| Work instructions |
Below are the records. How many of their lines contain "Where"? Give only the number.

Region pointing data
━━━━━━━━━━━━━━━━━━━━
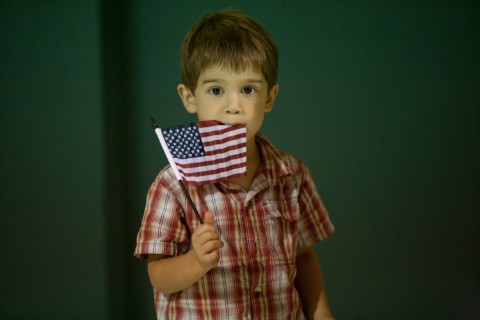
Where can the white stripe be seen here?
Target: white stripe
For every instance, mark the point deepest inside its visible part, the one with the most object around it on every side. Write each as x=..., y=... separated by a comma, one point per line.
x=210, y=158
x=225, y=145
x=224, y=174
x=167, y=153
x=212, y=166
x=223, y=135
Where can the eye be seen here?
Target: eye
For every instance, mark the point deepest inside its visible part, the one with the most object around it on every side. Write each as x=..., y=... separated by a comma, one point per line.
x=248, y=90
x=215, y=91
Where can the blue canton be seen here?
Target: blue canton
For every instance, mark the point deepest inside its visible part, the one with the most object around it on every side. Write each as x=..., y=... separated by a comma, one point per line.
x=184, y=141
━━━━━━━━━━━━━━━━━━━━
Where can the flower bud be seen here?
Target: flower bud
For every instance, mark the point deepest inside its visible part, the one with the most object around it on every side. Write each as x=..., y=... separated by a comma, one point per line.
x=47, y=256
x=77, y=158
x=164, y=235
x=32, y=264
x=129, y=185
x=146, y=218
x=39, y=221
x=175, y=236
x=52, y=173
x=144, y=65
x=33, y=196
━━━━━━━━━━━━━━━━━━━━
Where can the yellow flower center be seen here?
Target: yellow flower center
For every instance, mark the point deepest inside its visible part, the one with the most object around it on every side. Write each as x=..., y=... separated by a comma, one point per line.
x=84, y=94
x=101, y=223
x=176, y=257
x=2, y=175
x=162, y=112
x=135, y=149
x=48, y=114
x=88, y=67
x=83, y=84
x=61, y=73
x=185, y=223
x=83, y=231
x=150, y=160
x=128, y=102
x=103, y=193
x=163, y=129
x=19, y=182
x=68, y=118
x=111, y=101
━━━━━━━━━━━━━━━━━━━━
| Written reply |
5